Entries from a point annotation set
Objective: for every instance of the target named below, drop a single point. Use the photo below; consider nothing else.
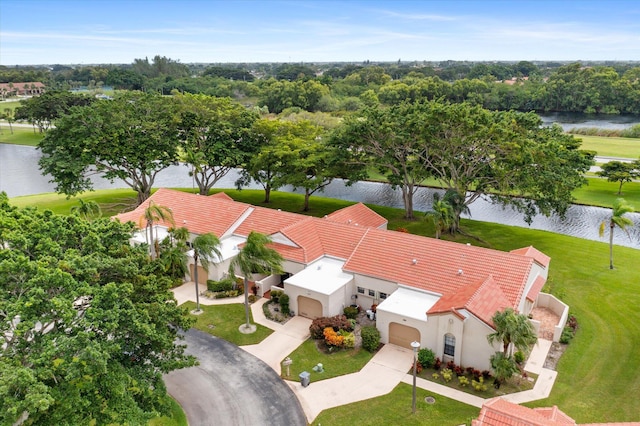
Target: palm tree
(87, 209)
(155, 213)
(204, 247)
(442, 215)
(255, 258)
(512, 328)
(503, 368)
(620, 208)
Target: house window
(449, 344)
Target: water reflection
(19, 175)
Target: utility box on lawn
(305, 379)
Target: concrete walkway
(389, 367)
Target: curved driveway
(231, 387)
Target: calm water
(570, 120)
(19, 175)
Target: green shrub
(275, 296)
(224, 284)
(284, 304)
(370, 338)
(349, 339)
(426, 357)
(351, 312)
(518, 357)
(566, 336)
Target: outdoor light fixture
(415, 346)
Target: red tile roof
(534, 291)
(473, 278)
(440, 266)
(499, 412)
(358, 214)
(483, 299)
(199, 213)
(535, 254)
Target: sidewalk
(390, 366)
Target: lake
(19, 175)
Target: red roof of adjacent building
(437, 266)
(358, 214)
(500, 412)
(479, 280)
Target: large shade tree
(617, 219)
(89, 325)
(131, 138)
(255, 257)
(512, 330)
(216, 137)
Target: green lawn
(176, 418)
(223, 321)
(337, 363)
(20, 135)
(395, 409)
(598, 374)
(601, 193)
(611, 147)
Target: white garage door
(309, 308)
(403, 335)
(202, 274)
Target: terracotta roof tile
(438, 266)
(483, 299)
(198, 213)
(499, 412)
(532, 252)
(534, 291)
(358, 214)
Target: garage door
(202, 274)
(403, 335)
(309, 308)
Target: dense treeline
(609, 88)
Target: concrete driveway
(231, 387)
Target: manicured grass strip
(611, 147)
(598, 374)
(601, 193)
(223, 321)
(20, 135)
(337, 363)
(395, 409)
(176, 418)
(111, 201)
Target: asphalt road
(231, 387)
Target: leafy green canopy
(132, 138)
(87, 322)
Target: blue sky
(116, 31)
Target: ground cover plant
(19, 136)
(605, 301)
(223, 321)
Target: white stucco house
(439, 293)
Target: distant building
(31, 88)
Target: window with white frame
(449, 344)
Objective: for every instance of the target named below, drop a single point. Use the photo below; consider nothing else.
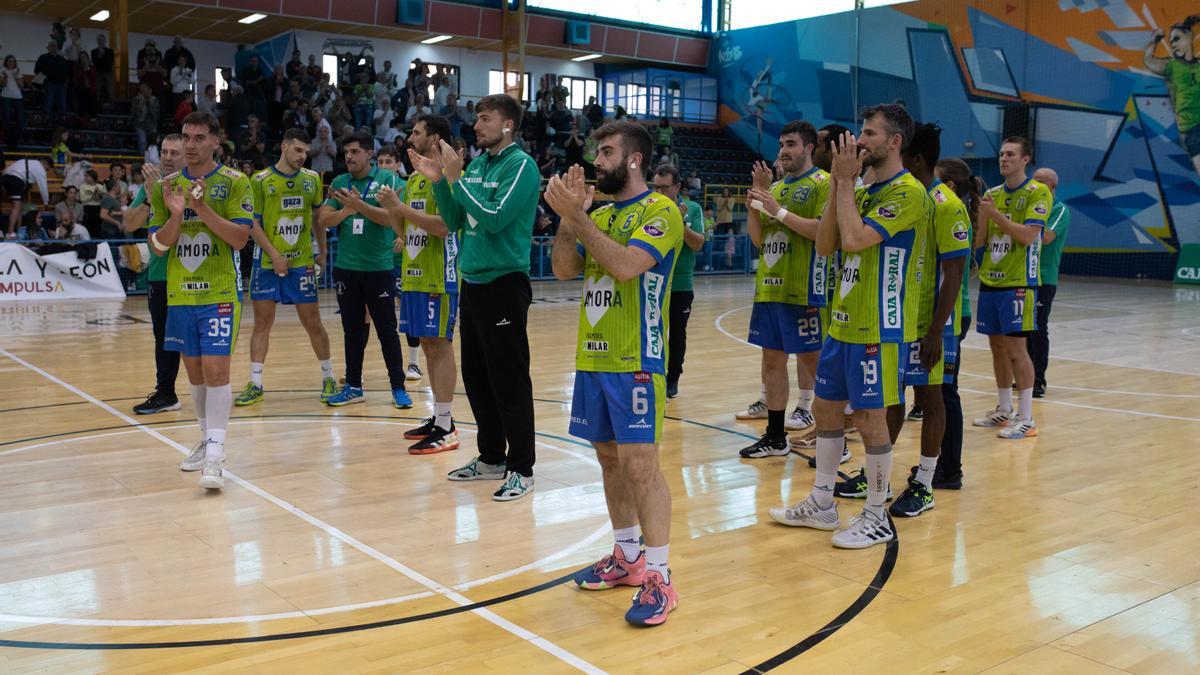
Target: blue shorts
(427, 315)
(627, 407)
(1006, 311)
(299, 287)
(942, 372)
(795, 329)
(868, 376)
(202, 330)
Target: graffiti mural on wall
(1109, 90)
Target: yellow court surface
(331, 548)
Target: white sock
(829, 444)
(442, 416)
(629, 539)
(879, 472)
(657, 561)
(1025, 398)
(199, 395)
(1005, 396)
(925, 471)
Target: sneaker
(913, 501)
(855, 487)
(653, 602)
(401, 399)
(1019, 429)
(845, 457)
(213, 475)
(250, 395)
(346, 396)
(328, 388)
(612, 571)
(478, 470)
(807, 514)
(865, 530)
(799, 419)
(195, 459)
(157, 402)
(766, 447)
(756, 410)
(439, 441)
(995, 418)
(514, 488)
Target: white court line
(449, 593)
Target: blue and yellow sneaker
(250, 395)
(346, 396)
(328, 388)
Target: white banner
(24, 275)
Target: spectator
(54, 72)
(177, 51)
(102, 59)
(12, 99)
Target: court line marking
(449, 593)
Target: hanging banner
(25, 275)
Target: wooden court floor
(335, 550)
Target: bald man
(1054, 238)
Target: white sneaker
(195, 459)
(995, 418)
(807, 514)
(211, 475)
(865, 530)
(799, 419)
(756, 410)
(1019, 429)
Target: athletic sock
(1005, 395)
(1025, 410)
(199, 395)
(657, 561)
(629, 539)
(925, 471)
(879, 471)
(442, 416)
(829, 446)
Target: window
(495, 84)
(581, 89)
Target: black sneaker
(913, 501)
(157, 402)
(766, 447)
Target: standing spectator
(12, 99)
(102, 59)
(55, 72)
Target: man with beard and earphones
(1011, 220)
(171, 159)
(491, 208)
(363, 270)
(627, 252)
(286, 196)
(790, 285)
(202, 217)
(861, 360)
(429, 304)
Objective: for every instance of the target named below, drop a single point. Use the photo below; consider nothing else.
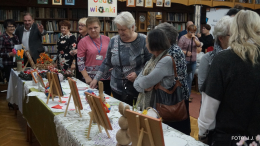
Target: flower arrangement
(44, 59)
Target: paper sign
(102, 8)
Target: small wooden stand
(98, 114)
(101, 89)
(29, 60)
(140, 132)
(76, 98)
(54, 88)
(144, 130)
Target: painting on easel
(76, 98)
(55, 86)
(98, 113)
(144, 130)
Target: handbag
(129, 91)
(189, 66)
(171, 103)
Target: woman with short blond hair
(230, 93)
(92, 50)
(66, 43)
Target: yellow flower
(145, 112)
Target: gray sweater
(163, 72)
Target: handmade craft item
(122, 135)
(98, 114)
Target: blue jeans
(190, 75)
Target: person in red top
(92, 51)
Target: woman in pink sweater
(92, 51)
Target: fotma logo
(242, 138)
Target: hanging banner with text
(102, 8)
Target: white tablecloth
(72, 130)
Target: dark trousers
(107, 87)
(7, 71)
(182, 126)
(119, 97)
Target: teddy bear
(123, 135)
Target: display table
(52, 128)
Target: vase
(20, 65)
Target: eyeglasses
(11, 26)
(81, 25)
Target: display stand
(55, 87)
(101, 90)
(145, 131)
(29, 60)
(76, 98)
(98, 114)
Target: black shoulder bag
(189, 68)
(129, 91)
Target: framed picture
(42, 1)
(148, 3)
(159, 3)
(35, 75)
(167, 3)
(139, 3)
(56, 2)
(130, 3)
(69, 2)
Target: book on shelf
(177, 17)
(77, 13)
(17, 15)
(53, 13)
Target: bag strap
(177, 84)
(121, 67)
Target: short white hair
(83, 20)
(222, 27)
(125, 19)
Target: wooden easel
(101, 89)
(141, 132)
(74, 94)
(95, 115)
(144, 130)
(29, 59)
(54, 88)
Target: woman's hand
(193, 35)
(73, 66)
(88, 79)
(189, 54)
(132, 76)
(198, 35)
(93, 84)
(149, 89)
(11, 54)
(73, 52)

GIVEN PROBLEM
Will you set down the records word for word while leaving out every picture?

RESULT
Objective: for every instance of the target named below, drop a single point. Use the photo below; consider nothing else.
Target: palm tree
(87, 209)
(155, 213)
(204, 247)
(442, 215)
(255, 258)
(512, 328)
(503, 368)
(620, 208)
Target: house window
(449, 344)
Target: water reflection
(19, 175)
Target: utility box on lawn
(305, 379)
Target: concrete walkway
(389, 367)
Target: curved driveway
(231, 387)
Target: calm water
(570, 120)
(19, 175)
Target: green shrub
(275, 296)
(224, 284)
(284, 304)
(370, 338)
(349, 339)
(426, 357)
(351, 312)
(518, 357)
(566, 336)
Target: outdoor light fixture
(415, 346)
Target: red tile roof
(534, 291)
(473, 278)
(440, 266)
(499, 412)
(358, 214)
(483, 299)
(199, 213)
(535, 254)
Target: sidewalk
(390, 366)
Target: lake
(19, 175)
Target: red roof of adjacent building
(437, 266)
(358, 214)
(500, 412)
(479, 280)
Target: large shade tree
(617, 219)
(89, 325)
(131, 138)
(255, 257)
(512, 330)
(216, 137)
Target: green lawn
(176, 418)
(223, 321)
(337, 363)
(20, 135)
(395, 409)
(598, 374)
(601, 193)
(611, 147)
Target: white garage door
(309, 308)
(403, 335)
(202, 274)
Target: terracotta roof tile
(438, 266)
(483, 299)
(198, 213)
(499, 412)
(532, 252)
(534, 291)
(358, 214)
Target: garage door
(202, 274)
(403, 335)
(309, 308)
Target: dense treeline
(609, 88)
Target: concrete driveway
(231, 387)
Target: manicured grass strip
(611, 147)
(598, 374)
(601, 193)
(223, 321)
(20, 135)
(337, 363)
(395, 409)
(176, 418)
(111, 201)
Target: asphalt road
(231, 387)
Target: leafy green canopy
(132, 138)
(87, 322)
Target: blue sky
(116, 31)
Target: ground cover plant
(19, 136)
(605, 301)
(223, 321)
Target: white stucco house
(439, 293)
Target: distant building
(31, 88)
Target: window with white frame
(449, 344)
Objective: for every instance of the target named below, drop a single point. Use the photo below; consider nothing else.
Target: blue shorts
(427, 315)
(627, 407)
(1006, 311)
(299, 287)
(942, 372)
(795, 329)
(868, 376)
(202, 330)
Target: graffiti mural on wall
(1109, 90)
Target: yellow court surface
(331, 548)
Target: white sock
(829, 444)
(442, 416)
(629, 539)
(879, 472)
(657, 561)
(1025, 398)
(199, 395)
(1005, 396)
(925, 471)
Target: sneaker
(913, 501)
(855, 487)
(653, 602)
(401, 399)
(1019, 429)
(845, 457)
(213, 475)
(250, 395)
(346, 396)
(328, 388)
(612, 571)
(478, 470)
(807, 514)
(865, 530)
(799, 419)
(195, 459)
(157, 402)
(766, 447)
(756, 410)
(439, 441)
(995, 418)
(514, 488)
Target: white court line
(449, 593)
Target: blue and yellow sneaker
(250, 395)
(346, 396)
(328, 388)
Target: white banner
(24, 275)
Target: spectator
(54, 72)
(177, 51)
(102, 59)
(12, 99)
Target: court line marking
(449, 593)
Target: hanging banner
(25, 275)
Target: wooden court floor
(335, 550)
Target: bald man
(1054, 238)
Target: white sneaker
(195, 459)
(995, 418)
(807, 514)
(211, 475)
(865, 530)
(799, 419)
(756, 410)
(1019, 429)
Target: athletic sock
(1005, 395)
(1025, 410)
(199, 395)
(657, 561)
(629, 539)
(925, 471)
(879, 471)
(442, 416)
(829, 446)
Target: window
(495, 84)
(581, 89)
Target: black sneaker
(913, 501)
(157, 402)
(766, 447)
Target: standing spectator
(12, 99)
(102, 59)
(55, 72)
Target: man with beard and earphones
(1011, 220)
(171, 159)
(491, 208)
(363, 270)
(627, 252)
(286, 196)
(790, 285)
(202, 217)
(861, 360)
(429, 304)
Objective: for every instance of the target named below, drop a single point. Use the photo below; consider nothing else.
Target: flower arrangement
(44, 59)
Target: paper sign
(102, 8)
Target: small wooden stand
(98, 114)
(101, 89)
(29, 60)
(140, 132)
(76, 98)
(54, 88)
(144, 130)
Target: painting on easel
(76, 98)
(55, 86)
(98, 113)
(144, 130)
Target: handbag
(129, 91)
(189, 66)
(171, 103)
Target: woman with short blond hair
(230, 93)
(92, 50)
(66, 43)
Target: yellow flower
(145, 112)
Target: gray sweater
(163, 72)
Target: handmade craft item
(122, 135)
(98, 114)
Target: blue jeans
(190, 75)
Target: person in red top
(92, 51)
Target: woman in pink sweater
(92, 51)
Target: fotma logo
(242, 138)
Target: hanging banner with text
(102, 8)
Target: white tablecloth
(72, 130)
Target: dark trousers
(107, 87)
(7, 71)
(182, 126)
(119, 97)
Target: teddy bear
(123, 135)
Target: display table
(52, 128)
Target: vase
(20, 65)
Target: eyeglasses
(11, 26)
(81, 25)
Target: display stand
(55, 87)
(101, 90)
(145, 131)
(29, 60)
(76, 98)
(98, 114)
Target: black shoulder bag
(189, 68)
(129, 91)
Target: framed picture
(42, 1)
(148, 3)
(159, 3)
(35, 75)
(167, 3)
(139, 3)
(56, 2)
(130, 3)
(69, 2)
Target: book on shelf
(177, 17)
(77, 13)
(17, 15)
(53, 13)
Target: bag strap
(177, 84)
(121, 67)
Target: short white hair
(83, 20)
(222, 27)
(125, 19)
Target: wooden easel
(101, 89)
(141, 132)
(74, 94)
(95, 115)
(144, 130)
(29, 59)
(54, 88)
Target: woman's hand
(193, 35)
(73, 66)
(88, 79)
(189, 54)
(132, 76)
(198, 35)
(93, 84)
(149, 89)
(11, 54)
(73, 52)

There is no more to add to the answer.